REQUIRED ACTION:
What you return must match the entries word for word, minus the pictures.

┌─ DATA SHOWN

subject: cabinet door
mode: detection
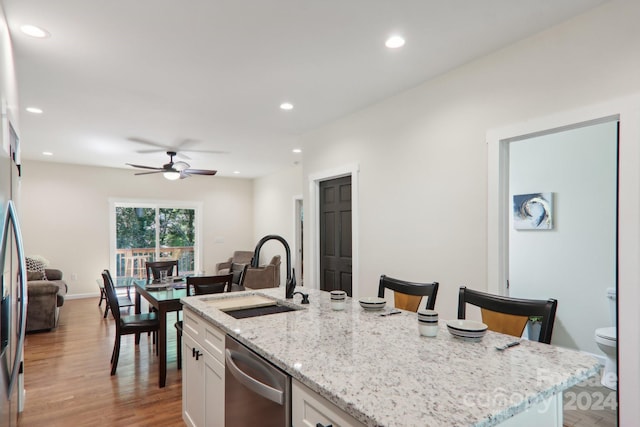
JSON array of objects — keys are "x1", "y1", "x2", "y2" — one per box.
[
  {"x1": 183, "y1": 333, "x2": 205, "y2": 427},
  {"x1": 204, "y1": 351, "x2": 225, "y2": 427},
  {"x1": 292, "y1": 379, "x2": 365, "y2": 427}
]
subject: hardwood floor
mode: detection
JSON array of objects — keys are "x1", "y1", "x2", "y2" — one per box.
[{"x1": 19, "y1": 298, "x2": 184, "y2": 426}]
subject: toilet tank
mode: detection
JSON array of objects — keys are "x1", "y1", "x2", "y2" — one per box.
[{"x1": 607, "y1": 287, "x2": 616, "y2": 326}]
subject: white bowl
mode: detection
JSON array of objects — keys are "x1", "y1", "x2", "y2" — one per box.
[
  {"x1": 446, "y1": 320, "x2": 488, "y2": 341},
  {"x1": 359, "y1": 297, "x2": 386, "y2": 310}
]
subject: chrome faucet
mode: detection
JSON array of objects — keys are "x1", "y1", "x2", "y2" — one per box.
[{"x1": 252, "y1": 234, "x2": 297, "y2": 299}]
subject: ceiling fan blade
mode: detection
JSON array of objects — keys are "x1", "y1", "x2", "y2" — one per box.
[
  {"x1": 130, "y1": 137, "x2": 229, "y2": 156},
  {"x1": 126, "y1": 163, "x2": 164, "y2": 171},
  {"x1": 136, "y1": 148, "x2": 167, "y2": 154},
  {"x1": 183, "y1": 168, "x2": 217, "y2": 176},
  {"x1": 134, "y1": 170, "x2": 165, "y2": 176},
  {"x1": 128, "y1": 137, "x2": 166, "y2": 148}
]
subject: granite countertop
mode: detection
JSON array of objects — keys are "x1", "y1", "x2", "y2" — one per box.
[{"x1": 181, "y1": 288, "x2": 599, "y2": 427}]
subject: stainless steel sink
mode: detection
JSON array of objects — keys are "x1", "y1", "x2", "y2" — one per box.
[{"x1": 224, "y1": 304, "x2": 299, "y2": 319}]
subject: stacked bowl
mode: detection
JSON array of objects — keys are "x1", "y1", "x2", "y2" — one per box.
[
  {"x1": 358, "y1": 297, "x2": 387, "y2": 311},
  {"x1": 446, "y1": 320, "x2": 488, "y2": 341}
]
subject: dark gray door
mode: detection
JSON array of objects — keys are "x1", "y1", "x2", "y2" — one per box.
[{"x1": 319, "y1": 176, "x2": 352, "y2": 295}]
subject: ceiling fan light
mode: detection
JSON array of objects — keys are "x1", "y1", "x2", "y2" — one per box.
[{"x1": 163, "y1": 171, "x2": 180, "y2": 180}]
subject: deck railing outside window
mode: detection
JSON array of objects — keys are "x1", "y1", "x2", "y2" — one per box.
[{"x1": 116, "y1": 247, "x2": 195, "y2": 278}]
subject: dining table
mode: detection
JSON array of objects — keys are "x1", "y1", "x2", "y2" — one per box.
[{"x1": 134, "y1": 277, "x2": 187, "y2": 388}]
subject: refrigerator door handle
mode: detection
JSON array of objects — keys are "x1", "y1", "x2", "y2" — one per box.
[{"x1": 4, "y1": 201, "x2": 27, "y2": 396}]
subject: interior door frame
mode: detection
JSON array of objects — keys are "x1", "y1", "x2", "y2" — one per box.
[
  {"x1": 307, "y1": 163, "x2": 359, "y2": 298},
  {"x1": 489, "y1": 114, "x2": 619, "y2": 296},
  {"x1": 292, "y1": 194, "x2": 303, "y2": 286},
  {"x1": 486, "y1": 94, "x2": 640, "y2": 425}
]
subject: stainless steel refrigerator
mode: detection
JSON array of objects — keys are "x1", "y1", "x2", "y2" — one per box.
[{"x1": 0, "y1": 118, "x2": 26, "y2": 426}]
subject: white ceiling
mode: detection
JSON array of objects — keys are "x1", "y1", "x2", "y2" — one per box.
[{"x1": 2, "y1": 0, "x2": 606, "y2": 178}]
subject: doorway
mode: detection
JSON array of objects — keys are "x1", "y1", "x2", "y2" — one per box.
[
  {"x1": 308, "y1": 163, "x2": 359, "y2": 297},
  {"x1": 319, "y1": 176, "x2": 353, "y2": 295},
  {"x1": 487, "y1": 96, "x2": 640, "y2": 426},
  {"x1": 294, "y1": 197, "x2": 304, "y2": 286},
  {"x1": 507, "y1": 120, "x2": 618, "y2": 354}
]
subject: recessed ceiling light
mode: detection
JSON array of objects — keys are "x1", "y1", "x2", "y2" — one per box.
[
  {"x1": 385, "y1": 35, "x2": 405, "y2": 49},
  {"x1": 42, "y1": 152, "x2": 53, "y2": 156},
  {"x1": 26, "y1": 107, "x2": 43, "y2": 114},
  {"x1": 280, "y1": 102, "x2": 294, "y2": 111},
  {"x1": 292, "y1": 148, "x2": 302, "y2": 154},
  {"x1": 233, "y1": 171, "x2": 240, "y2": 174},
  {"x1": 20, "y1": 24, "x2": 50, "y2": 38}
]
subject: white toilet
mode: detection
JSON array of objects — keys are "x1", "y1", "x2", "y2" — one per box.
[{"x1": 594, "y1": 287, "x2": 617, "y2": 390}]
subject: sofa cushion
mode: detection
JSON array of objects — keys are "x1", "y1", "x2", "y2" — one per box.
[
  {"x1": 44, "y1": 269, "x2": 63, "y2": 281},
  {"x1": 27, "y1": 270, "x2": 46, "y2": 281}
]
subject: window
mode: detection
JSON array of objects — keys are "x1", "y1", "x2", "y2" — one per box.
[{"x1": 109, "y1": 200, "x2": 202, "y2": 278}]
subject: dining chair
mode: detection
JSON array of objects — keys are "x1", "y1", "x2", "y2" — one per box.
[
  {"x1": 457, "y1": 286, "x2": 558, "y2": 344},
  {"x1": 145, "y1": 260, "x2": 179, "y2": 281},
  {"x1": 102, "y1": 270, "x2": 160, "y2": 375},
  {"x1": 97, "y1": 277, "x2": 134, "y2": 319},
  {"x1": 229, "y1": 263, "x2": 249, "y2": 291},
  {"x1": 378, "y1": 275, "x2": 439, "y2": 312},
  {"x1": 145, "y1": 260, "x2": 179, "y2": 339},
  {"x1": 175, "y1": 273, "x2": 234, "y2": 369}
]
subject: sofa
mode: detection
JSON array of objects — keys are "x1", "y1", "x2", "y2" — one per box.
[
  {"x1": 26, "y1": 268, "x2": 68, "y2": 332},
  {"x1": 244, "y1": 255, "x2": 281, "y2": 289},
  {"x1": 215, "y1": 251, "x2": 254, "y2": 274},
  {"x1": 216, "y1": 251, "x2": 281, "y2": 289}
]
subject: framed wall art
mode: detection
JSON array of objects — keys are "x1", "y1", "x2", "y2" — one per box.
[{"x1": 513, "y1": 192, "x2": 553, "y2": 230}]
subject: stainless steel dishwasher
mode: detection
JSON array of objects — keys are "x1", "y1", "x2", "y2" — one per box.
[{"x1": 225, "y1": 336, "x2": 291, "y2": 426}]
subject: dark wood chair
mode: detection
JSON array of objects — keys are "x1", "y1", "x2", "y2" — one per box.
[
  {"x1": 187, "y1": 273, "x2": 234, "y2": 295},
  {"x1": 145, "y1": 260, "x2": 179, "y2": 281},
  {"x1": 102, "y1": 270, "x2": 159, "y2": 375},
  {"x1": 457, "y1": 286, "x2": 558, "y2": 344},
  {"x1": 98, "y1": 277, "x2": 134, "y2": 319},
  {"x1": 378, "y1": 275, "x2": 439, "y2": 312},
  {"x1": 144, "y1": 260, "x2": 179, "y2": 341},
  {"x1": 229, "y1": 263, "x2": 249, "y2": 291},
  {"x1": 175, "y1": 273, "x2": 234, "y2": 369}
]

└─

SOLUTION:
subject: cabinet door
mode: detection
JSON array of objects — keys are "x1", "y1", "x2", "y2" — one per box.
[
  {"x1": 183, "y1": 333, "x2": 205, "y2": 427},
  {"x1": 204, "y1": 351, "x2": 225, "y2": 427},
  {"x1": 292, "y1": 379, "x2": 365, "y2": 427}
]
subject: hardwood floor
mode: detection
JSON array of objects — keys are "x1", "y1", "x2", "y2" — one per box.
[{"x1": 19, "y1": 298, "x2": 184, "y2": 426}]
subject: toilet tank
mode: detection
JSON array of objects — keys are "x1", "y1", "x2", "y2" — one per box.
[{"x1": 607, "y1": 287, "x2": 616, "y2": 326}]
subject: white bowl
mode: detection
JSON array of objects — keys are "x1", "y1", "x2", "y2" — one per box.
[
  {"x1": 446, "y1": 320, "x2": 488, "y2": 341},
  {"x1": 359, "y1": 297, "x2": 386, "y2": 310}
]
subject: chrome faucet
mode: detection
JSON array of objects — keys are "x1", "y1", "x2", "y2" — one per box.
[{"x1": 252, "y1": 234, "x2": 297, "y2": 299}]
subject: ceiling fan blade
mode: detection
JSON array of objects — keys are "x1", "y1", "x2", "y2" — one per box.
[
  {"x1": 130, "y1": 137, "x2": 229, "y2": 156},
  {"x1": 126, "y1": 163, "x2": 164, "y2": 171},
  {"x1": 136, "y1": 148, "x2": 167, "y2": 154},
  {"x1": 183, "y1": 168, "x2": 217, "y2": 176},
  {"x1": 134, "y1": 170, "x2": 165, "y2": 176},
  {"x1": 128, "y1": 137, "x2": 166, "y2": 148}
]
subject: granite countertop
mode: detection
JSON array of objects — keys are "x1", "y1", "x2", "y2" — one per box.
[{"x1": 181, "y1": 288, "x2": 599, "y2": 427}]
subject: stainless steel sink
mode: detection
JSON array of objects — keys are "x1", "y1", "x2", "y2" — one per box.
[{"x1": 224, "y1": 304, "x2": 299, "y2": 319}]
subject: stacked bowl
mode: detection
JSON array of objects — keys are "x1", "y1", "x2", "y2" — one per box.
[
  {"x1": 358, "y1": 297, "x2": 387, "y2": 311},
  {"x1": 446, "y1": 320, "x2": 488, "y2": 341}
]
subject: dark gray door
mode: detection
JSON array of objects — keys are "x1", "y1", "x2", "y2" — one per box.
[{"x1": 319, "y1": 176, "x2": 352, "y2": 295}]
subject: ceiling fan light
mode: detection
JSON array of objects — keys are "x1", "y1", "x2", "y2" — one per box.
[{"x1": 163, "y1": 171, "x2": 180, "y2": 180}]
subject: deck railing outside window
mode: detection
JSON array of objects — keys are "x1", "y1", "x2", "y2" — one per box.
[{"x1": 116, "y1": 247, "x2": 195, "y2": 278}]
subject: dining table
mode: detection
JSON array of objects — keys are "x1", "y1", "x2", "y2" — one per box.
[{"x1": 134, "y1": 277, "x2": 187, "y2": 388}]
subject: refrigerator door handle
mode: detection
JSON array of objects — keys are "x1", "y1", "x2", "y2" — one per box.
[{"x1": 4, "y1": 201, "x2": 27, "y2": 396}]
subject: interior door frame
mode: detection
JSON array of objects — keys are "x1", "y1", "x2", "y2" — one per box.
[
  {"x1": 307, "y1": 163, "x2": 359, "y2": 298},
  {"x1": 489, "y1": 114, "x2": 619, "y2": 296},
  {"x1": 292, "y1": 194, "x2": 303, "y2": 286},
  {"x1": 486, "y1": 94, "x2": 640, "y2": 425}
]
subject: stainless steel refrigerator
mode: detection
JSON array of objects — keys are "x1", "y1", "x2", "y2" — one per box.
[{"x1": 0, "y1": 118, "x2": 26, "y2": 426}]
subject: white ceiling
mode: detection
JSON array of objects — keys are "x1", "y1", "x2", "y2" — one per box.
[{"x1": 2, "y1": 0, "x2": 606, "y2": 178}]
subject: doorway
mode: detection
JSON array of objects — keys are "x1", "y1", "x2", "y2" — one per box.
[
  {"x1": 308, "y1": 163, "x2": 359, "y2": 297},
  {"x1": 319, "y1": 176, "x2": 353, "y2": 295},
  {"x1": 487, "y1": 96, "x2": 640, "y2": 426},
  {"x1": 294, "y1": 197, "x2": 304, "y2": 286},
  {"x1": 507, "y1": 120, "x2": 618, "y2": 354}
]
subject: recessed ceiling light
mode: detection
JSON array of objects — keys are "x1", "y1", "x2", "y2" — one per box.
[
  {"x1": 385, "y1": 35, "x2": 405, "y2": 49},
  {"x1": 42, "y1": 152, "x2": 53, "y2": 156},
  {"x1": 26, "y1": 107, "x2": 43, "y2": 114},
  {"x1": 280, "y1": 102, "x2": 294, "y2": 111},
  {"x1": 292, "y1": 148, "x2": 302, "y2": 154},
  {"x1": 233, "y1": 171, "x2": 240, "y2": 174},
  {"x1": 20, "y1": 24, "x2": 50, "y2": 38}
]
subject: white toilet
mode: detection
JSON array of objects — keys are "x1", "y1", "x2", "y2" — one per box.
[{"x1": 594, "y1": 287, "x2": 617, "y2": 390}]
subject: sofa cushion
mode: detection
JSON array of objects — keys are "x1", "y1", "x2", "y2" — one per box.
[
  {"x1": 44, "y1": 269, "x2": 63, "y2": 281},
  {"x1": 27, "y1": 270, "x2": 46, "y2": 281}
]
subject: window
mode: detection
JSON array of objects — keys are "x1", "y1", "x2", "y2" — one per box.
[{"x1": 109, "y1": 200, "x2": 202, "y2": 278}]
subject: dining chair
mode: detection
JSON array of objects — keys are "x1", "y1", "x2", "y2" — one per box.
[
  {"x1": 457, "y1": 286, "x2": 558, "y2": 344},
  {"x1": 145, "y1": 260, "x2": 179, "y2": 281},
  {"x1": 102, "y1": 270, "x2": 160, "y2": 375},
  {"x1": 97, "y1": 277, "x2": 134, "y2": 319},
  {"x1": 229, "y1": 263, "x2": 249, "y2": 291},
  {"x1": 378, "y1": 275, "x2": 439, "y2": 312},
  {"x1": 145, "y1": 260, "x2": 179, "y2": 339},
  {"x1": 175, "y1": 273, "x2": 234, "y2": 369}
]
subject: sofa
mode: detection
JSON array of objects — keys are "x1", "y1", "x2", "y2" — one per box.
[
  {"x1": 26, "y1": 268, "x2": 68, "y2": 332},
  {"x1": 244, "y1": 255, "x2": 281, "y2": 289},
  {"x1": 215, "y1": 251, "x2": 254, "y2": 274},
  {"x1": 216, "y1": 251, "x2": 281, "y2": 289}
]
subject: framed wall art
mode: detection
JSON array of objects — keys are "x1", "y1", "x2", "y2" — one per box.
[{"x1": 513, "y1": 192, "x2": 553, "y2": 230}]
subject: stainless steel dishwasher
mode: detection
JSON array of objects — keys are "x1", "y1", "x2", "y2" — one per box.
[{"x1": 225, "y1": 336, "x2": 291, "y2": 426}]
subject: dark wood chair
mode: detection
JSON array of objects — keys are "x1", "y1", "x2", "y2" — one per box.
[
  {"x1": 187, "y1": 273, "x2": 234, "y2": 295},
  {"x1": 145, "y1": 260, "x2": 179, "y2": 281},
  {"x1": 102, "y1": 270, "x2": 159, "y2": 375},
  {"x1": 457, "y1": 286, "x2": 558, "y2": 344},
  {"x1": 98, "y1": 277, "x2": 134, "y2": 319},
  {"x1": 378, "y1": 275, "x2": 439, "y2": 312},
  {"x1": 144, "y1": 260, "x2": 179, "y2": 341},
  {"x1": 229, "y1": 263, "x2": 249, "y2": 291},
  {"x1": 175, "y1": 273, "x2": 234, "y2": 369}
]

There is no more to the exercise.